- **WHAT YOU ARE ASKED TO DO**
Lay out the lines of the entries below as a two-column Markdown table headed Row and Line, starting at the line that contains "reads [[61, 148]]." and ending at the line that contains "[[637, 756]]", with both of those lines included. Number the rows in order, put each line beside its number, and skip any blank lines.

########

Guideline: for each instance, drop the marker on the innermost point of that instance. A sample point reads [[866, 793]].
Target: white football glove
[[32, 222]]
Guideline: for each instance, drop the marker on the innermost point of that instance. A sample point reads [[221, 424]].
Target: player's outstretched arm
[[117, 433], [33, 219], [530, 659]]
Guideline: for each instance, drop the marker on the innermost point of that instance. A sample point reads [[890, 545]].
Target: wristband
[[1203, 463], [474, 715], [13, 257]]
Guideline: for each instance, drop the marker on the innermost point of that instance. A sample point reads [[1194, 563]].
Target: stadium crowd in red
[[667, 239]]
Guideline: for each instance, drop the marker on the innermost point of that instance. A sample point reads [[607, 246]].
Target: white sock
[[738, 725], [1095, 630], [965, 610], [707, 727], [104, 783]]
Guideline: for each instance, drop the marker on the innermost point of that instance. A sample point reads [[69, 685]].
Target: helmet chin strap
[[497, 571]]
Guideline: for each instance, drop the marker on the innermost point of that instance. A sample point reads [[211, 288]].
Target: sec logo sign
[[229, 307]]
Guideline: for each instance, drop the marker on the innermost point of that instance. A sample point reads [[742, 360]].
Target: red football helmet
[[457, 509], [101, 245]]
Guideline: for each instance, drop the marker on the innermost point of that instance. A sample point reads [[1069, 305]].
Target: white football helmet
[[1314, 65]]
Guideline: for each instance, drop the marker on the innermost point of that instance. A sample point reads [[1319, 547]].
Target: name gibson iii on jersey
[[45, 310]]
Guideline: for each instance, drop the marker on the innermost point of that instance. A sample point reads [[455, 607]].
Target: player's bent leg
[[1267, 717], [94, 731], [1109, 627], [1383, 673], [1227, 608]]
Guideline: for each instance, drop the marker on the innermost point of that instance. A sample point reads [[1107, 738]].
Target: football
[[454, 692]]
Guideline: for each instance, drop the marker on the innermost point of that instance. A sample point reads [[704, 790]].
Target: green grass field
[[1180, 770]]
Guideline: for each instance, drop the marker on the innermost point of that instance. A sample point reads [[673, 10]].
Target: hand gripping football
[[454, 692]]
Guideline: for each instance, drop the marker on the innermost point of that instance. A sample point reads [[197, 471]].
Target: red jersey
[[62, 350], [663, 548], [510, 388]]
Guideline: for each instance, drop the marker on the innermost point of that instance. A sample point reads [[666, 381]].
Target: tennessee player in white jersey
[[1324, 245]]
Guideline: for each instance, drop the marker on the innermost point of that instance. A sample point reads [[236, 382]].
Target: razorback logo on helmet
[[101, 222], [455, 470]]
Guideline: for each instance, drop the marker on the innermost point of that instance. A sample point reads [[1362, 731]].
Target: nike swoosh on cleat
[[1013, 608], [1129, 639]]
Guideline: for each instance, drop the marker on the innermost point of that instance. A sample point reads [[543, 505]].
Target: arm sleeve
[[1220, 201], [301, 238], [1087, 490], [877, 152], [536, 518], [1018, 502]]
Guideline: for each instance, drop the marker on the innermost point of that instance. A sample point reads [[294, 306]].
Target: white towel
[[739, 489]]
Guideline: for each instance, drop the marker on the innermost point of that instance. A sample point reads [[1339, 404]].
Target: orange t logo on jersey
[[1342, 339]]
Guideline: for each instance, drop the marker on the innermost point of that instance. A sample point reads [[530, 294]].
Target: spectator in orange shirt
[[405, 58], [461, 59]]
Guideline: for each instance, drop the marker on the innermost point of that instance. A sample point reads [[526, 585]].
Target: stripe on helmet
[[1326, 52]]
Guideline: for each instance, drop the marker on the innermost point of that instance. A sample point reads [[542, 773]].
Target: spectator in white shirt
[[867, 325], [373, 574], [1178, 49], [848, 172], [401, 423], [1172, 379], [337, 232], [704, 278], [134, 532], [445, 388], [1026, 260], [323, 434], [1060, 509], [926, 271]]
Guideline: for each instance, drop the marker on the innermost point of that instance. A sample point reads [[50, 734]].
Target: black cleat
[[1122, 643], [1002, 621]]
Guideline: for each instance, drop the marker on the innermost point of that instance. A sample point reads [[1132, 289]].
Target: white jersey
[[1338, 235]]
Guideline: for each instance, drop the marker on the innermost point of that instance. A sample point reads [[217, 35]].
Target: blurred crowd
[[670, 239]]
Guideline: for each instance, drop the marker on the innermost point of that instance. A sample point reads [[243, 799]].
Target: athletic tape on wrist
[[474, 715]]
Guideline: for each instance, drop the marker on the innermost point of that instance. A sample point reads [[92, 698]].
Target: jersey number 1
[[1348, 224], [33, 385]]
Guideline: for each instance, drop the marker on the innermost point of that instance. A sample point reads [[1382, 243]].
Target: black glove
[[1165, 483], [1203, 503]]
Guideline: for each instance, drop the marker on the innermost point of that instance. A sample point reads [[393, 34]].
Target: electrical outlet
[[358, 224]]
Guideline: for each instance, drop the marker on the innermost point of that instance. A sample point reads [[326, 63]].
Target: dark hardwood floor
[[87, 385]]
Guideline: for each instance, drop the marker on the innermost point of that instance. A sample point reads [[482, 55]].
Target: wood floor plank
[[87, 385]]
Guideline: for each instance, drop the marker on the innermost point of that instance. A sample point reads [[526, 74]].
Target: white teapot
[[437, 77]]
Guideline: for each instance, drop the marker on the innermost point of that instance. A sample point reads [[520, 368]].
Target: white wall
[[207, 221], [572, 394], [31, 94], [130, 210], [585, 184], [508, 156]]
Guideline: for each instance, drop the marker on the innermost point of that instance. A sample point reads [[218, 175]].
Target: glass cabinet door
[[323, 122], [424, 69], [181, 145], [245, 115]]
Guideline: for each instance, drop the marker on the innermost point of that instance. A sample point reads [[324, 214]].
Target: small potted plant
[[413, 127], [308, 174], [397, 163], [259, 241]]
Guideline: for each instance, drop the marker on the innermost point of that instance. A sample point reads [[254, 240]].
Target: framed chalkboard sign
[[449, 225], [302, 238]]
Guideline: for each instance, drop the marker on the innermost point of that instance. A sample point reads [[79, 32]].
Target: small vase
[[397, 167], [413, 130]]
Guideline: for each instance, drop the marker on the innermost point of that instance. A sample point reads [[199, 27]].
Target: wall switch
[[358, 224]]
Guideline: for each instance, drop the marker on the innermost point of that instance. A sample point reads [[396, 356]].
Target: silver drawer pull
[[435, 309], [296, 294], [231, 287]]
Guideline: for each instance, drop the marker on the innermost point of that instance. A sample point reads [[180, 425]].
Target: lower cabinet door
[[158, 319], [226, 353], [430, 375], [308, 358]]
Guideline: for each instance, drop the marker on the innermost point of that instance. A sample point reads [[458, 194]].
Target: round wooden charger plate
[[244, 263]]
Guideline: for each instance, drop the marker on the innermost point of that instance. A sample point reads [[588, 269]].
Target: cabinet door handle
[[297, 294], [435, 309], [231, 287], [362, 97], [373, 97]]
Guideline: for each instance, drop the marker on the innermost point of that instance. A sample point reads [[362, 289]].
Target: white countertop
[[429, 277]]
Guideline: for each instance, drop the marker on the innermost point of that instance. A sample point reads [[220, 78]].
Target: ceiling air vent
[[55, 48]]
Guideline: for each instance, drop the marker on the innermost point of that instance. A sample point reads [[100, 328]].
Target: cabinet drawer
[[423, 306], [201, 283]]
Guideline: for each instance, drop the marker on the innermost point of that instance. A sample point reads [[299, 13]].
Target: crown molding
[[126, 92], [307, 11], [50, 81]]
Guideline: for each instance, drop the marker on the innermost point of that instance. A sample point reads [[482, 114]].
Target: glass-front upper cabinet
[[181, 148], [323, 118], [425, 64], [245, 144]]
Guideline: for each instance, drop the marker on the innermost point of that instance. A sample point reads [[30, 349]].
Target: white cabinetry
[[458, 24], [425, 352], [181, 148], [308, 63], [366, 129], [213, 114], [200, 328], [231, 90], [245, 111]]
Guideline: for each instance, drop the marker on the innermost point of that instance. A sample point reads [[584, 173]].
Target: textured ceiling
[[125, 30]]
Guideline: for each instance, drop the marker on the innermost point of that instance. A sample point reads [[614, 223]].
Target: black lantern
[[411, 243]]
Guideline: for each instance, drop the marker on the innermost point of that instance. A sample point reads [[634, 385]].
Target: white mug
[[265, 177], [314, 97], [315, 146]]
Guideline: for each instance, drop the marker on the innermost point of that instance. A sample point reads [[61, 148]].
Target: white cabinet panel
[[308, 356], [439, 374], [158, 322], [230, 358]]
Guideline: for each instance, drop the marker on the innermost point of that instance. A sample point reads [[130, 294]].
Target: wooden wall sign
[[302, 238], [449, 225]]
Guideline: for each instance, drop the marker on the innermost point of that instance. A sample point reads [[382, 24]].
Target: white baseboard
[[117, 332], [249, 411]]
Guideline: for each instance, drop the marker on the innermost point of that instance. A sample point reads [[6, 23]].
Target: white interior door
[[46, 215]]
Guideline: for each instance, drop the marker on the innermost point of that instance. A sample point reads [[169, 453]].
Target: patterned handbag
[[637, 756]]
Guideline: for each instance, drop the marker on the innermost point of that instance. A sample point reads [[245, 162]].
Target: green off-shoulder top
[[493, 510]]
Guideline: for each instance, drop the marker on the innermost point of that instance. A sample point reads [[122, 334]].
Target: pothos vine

########

- **OUTPUT FOR THIS TASK**
| Row | Line |
|---|---|
| 1 | Guideline: for each instance, drop the marker on the innermost point of that instance. A sample point reads [[61, 148]]. |
| 2 | Target: white cabinet panel |
| 3 | [[308, 356], [439, 374], [158, 322], [230, 358]] |
| 4 | Guideline: for each instance, drop the marker on the innermost point of that instance. A sample point reads [[130, 294]]. |
| 5 | Target: wooden wall sign |
| 6 | [[302, 238], [449, 225]] |
| 7 | Guideline: for each instance, drop the marker on the innermost point of that instance. A sample point reads [[382, 24]]. |
| 8 | Target: white baseboard |
| 9 | [[117, 332], [249, 411]] |
| 10 | Guideline: for each instance, drop the marker on the innermost point of that instance. A sample point reads [[6, 23]]. |
| 11 | Target: white interior door |
| 12 | [[46, 215]] |
| 13 | Guideline: for each instance, drop the marker on the innermost point of that instance. A sample point reads [[169, 453]]. |
| 14 | Target: patterned handbag |
| 15 | [[637, 756]] |